__Task details__:
Print all the data, keeping every line exactly as it is.

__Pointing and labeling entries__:
* * *

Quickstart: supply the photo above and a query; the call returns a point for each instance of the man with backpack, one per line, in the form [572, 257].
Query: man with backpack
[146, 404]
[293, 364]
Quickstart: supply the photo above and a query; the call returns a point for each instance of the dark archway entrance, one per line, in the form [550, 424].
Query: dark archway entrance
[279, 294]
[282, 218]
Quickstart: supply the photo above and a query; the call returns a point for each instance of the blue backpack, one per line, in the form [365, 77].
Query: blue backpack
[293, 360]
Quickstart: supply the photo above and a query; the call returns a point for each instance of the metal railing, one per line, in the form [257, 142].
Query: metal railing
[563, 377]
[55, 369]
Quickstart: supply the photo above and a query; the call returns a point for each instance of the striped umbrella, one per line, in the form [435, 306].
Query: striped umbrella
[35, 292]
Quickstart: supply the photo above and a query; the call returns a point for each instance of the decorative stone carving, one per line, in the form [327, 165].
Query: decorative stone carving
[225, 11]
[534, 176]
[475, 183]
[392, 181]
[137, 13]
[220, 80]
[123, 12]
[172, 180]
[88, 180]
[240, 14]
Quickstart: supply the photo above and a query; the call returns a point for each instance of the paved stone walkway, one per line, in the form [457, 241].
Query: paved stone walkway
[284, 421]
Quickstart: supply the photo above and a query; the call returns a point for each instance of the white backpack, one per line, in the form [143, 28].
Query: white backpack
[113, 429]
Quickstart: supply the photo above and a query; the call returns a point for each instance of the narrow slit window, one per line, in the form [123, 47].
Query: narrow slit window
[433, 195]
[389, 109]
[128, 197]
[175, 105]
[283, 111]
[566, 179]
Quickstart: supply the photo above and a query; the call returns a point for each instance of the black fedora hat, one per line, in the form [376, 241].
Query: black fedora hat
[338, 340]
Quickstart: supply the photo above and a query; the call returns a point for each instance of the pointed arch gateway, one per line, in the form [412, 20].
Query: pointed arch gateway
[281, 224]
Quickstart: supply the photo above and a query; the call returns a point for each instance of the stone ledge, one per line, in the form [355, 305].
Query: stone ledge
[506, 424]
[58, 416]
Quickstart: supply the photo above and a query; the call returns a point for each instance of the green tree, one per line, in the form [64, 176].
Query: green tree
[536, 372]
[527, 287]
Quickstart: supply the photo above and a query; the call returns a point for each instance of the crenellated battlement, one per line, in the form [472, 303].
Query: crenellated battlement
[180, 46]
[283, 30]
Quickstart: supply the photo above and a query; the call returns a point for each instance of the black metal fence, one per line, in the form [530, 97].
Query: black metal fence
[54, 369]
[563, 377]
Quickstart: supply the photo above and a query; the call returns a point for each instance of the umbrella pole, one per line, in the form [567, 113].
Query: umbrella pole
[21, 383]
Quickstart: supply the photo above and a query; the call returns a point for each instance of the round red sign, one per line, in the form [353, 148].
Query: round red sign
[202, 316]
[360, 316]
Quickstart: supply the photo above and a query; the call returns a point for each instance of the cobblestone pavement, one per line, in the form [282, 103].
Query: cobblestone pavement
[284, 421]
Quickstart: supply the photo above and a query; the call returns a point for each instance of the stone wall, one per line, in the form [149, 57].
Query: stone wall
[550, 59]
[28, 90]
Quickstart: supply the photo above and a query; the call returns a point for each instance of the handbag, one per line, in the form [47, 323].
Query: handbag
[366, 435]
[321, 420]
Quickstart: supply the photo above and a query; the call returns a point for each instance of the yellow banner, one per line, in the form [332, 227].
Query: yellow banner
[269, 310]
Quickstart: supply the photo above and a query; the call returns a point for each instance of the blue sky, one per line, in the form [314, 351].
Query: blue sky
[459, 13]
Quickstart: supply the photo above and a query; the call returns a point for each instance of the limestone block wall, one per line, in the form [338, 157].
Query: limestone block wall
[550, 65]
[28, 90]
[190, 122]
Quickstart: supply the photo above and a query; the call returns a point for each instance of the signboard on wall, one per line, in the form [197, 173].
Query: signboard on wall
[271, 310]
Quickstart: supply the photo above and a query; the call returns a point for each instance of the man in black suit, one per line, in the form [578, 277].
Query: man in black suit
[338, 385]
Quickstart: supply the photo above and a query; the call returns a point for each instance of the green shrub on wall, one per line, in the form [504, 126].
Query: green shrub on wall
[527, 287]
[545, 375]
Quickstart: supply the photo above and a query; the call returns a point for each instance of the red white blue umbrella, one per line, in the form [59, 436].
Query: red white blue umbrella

* * *

__Correct answer__:
Quickstart: supply the photo above and a query; the call returns a point for each instance of the man with backpack, one per line, in the form [572, 257].
Query: man with backpack
[146, 404]
[293, 364]
Quickstart: supply the photo above and a query; the call returns a point for each instance of the dark archway entrance, one per line, in the form [550, 424].
Query: dark archway entrance
[279, 294]
[282, 218]
Quickstart: supply the photo above and a query; the call returns a point for each instance of the blue backpack, one per line, in the form [365, 77].
Query: blue backpack
[293, 360]
Quickstart: supply the photo above and a query; the call returns a point for each instance of the metal railing, one per line, in the form [257, 142].
Query: metal railing
[563, 377]
[55, 369]
Quickstart: supply the photo above and a query; the call returns a point for each instance of the striped umbrella, one per line, in the form [435, 306].
Query: striped umbrella
[35, 292]
Quickstart: supply the photo above and a query; the call returns a point for each instance of the decorative stone carving, one per line, in the form [327, 165].
Query: decorative stone carving
[225, 11]
[534, 176]
[475, 183]
[392, 181]
[137, 13]
[220, 80]
[123, 12]
[172, 180]
[88, 180]
[240, 14]
Quickstart: supply the photo above and a query; the call returns a point for each instance of the paved stone walkway, one per line, in the form [457, 241].
Query: paved stone walkway
[284, 421]
Quickstart: supply the photo above and a query; the call returns a point for each instance of the white backpack, one per line, in the form [143, 28].
Query: white backpack
[113, 429]
Quickstart: supply the photo above and a query; the call returns a point for each instance of the narrow slit window, one per line, in the form [123, 47].
Query: narrow slit window
[433, 195]
[389, 109]
[128, 197]
[175, 105]
[283, 111]
[566, 179]
Quickstart: supply the photo above and a query; the call returns a point for each instance of the black fedora hat, one per line, in the form [376, 241].
Query: black fedora hat
[338, 340]
Quickstart: supply the photo above and a query; the call returns a point for each instance of the pointed arch gateway, one per line, in the form [412, 20].
Query: pointed arch gateway
[281, 224]
Quickstart: supply the photo above and a query; the call returns a point for each instance of the stone ledge, one per line, in the form [355, 305].
Query: stone ledge
[506, 424]
[58, 416]
Quickstart: supply the photo above and a query; the call returns a point for each instance of the green tree, one per line, in the form [64, 176].
Query: green tree
[536, 372]
[527, 287]
Quickstart: supply the photo above and a query; the call returns a point for each instance of the crenellated battlement, one per line, in the form [472, 303].
Query: crenellated battlement
[180, 46]
[283, 30]
Quickstart: supply the photo above and a query; the call returns a point for each instance of the black metal fence, one per line, in the form [530, 97].
Query: black metal fence
[54, 369]
[563, 377]
Quickstart: supply the photo above and a query; the call returns a point for each instance of the umbrella pole, one per line, in the form [567, 113].
Query: umbrella pole
[21, 383]
Quickstart: supply the photo above and a query; the call returns a point for each instance of the round red sign, one per line, in the form [353, 148].
Query: round red sign
[202, 316]
[360, 316]
Quickstart: supply the photo above and a query; the call returns a point for each instance of the cobblestone pavement, one per line, in the form [282, 103].
Query: cobblestone pavement
[284, 421]
Quickstart: supply the photo above and a query; the call returns a point for each instance of the stone wall, one per line, in the form [149, 57].
Query: stone wall
[550, 59]
[28, 90]
Quickstart: supply the photo above and a query; the call returns a point for each instance of the handbag, one per line, in the form [47, 323].
Query: handbag
[366, 435]
[321, 420]
Quickstart: supply the photo above and a query; the call returns a point for each instance of the yellow banner, one per line, in the form [332, 227].
Query: yellow banner
[269, 310]
Quickstart: supply the photo above and a query; the call returns a point for each instance of the blue sky, one per line, in the form [314, 351].
Query: blue sky
[459, 13]
Quickstart: supply the photo above and a query; the call returns a point for each instance of the limestone block wall, one per line, in the form [338, 157].
Query: limestone block wall
[550, 65]
[28, 90]
[190, 122]
Quickstart: supply the photo above and a query; the call returns a point for each instance of the signboard on wall, one per line, in the form [197, 173].
Query: signboard on wall
[271, 310]
Quickstart: supply the photo above and a query; the call returns a point for each instance of the man in black suit, one per line, in the form [578, 277].
Query: man in black suit
[338, 385]
Quickstart: supply the photo above and a query; the call returns a point for each instance of the green shrub on wall, one per line, in the form [504, 126].
Query: green shrub on wall
[527, 287]
[545, 375]
Quickstart: supply the photo above and a query; the call returns a point for each instance of the red white blue umbrella, one per line, in the form [59, 436].
Query: red white blue umbrella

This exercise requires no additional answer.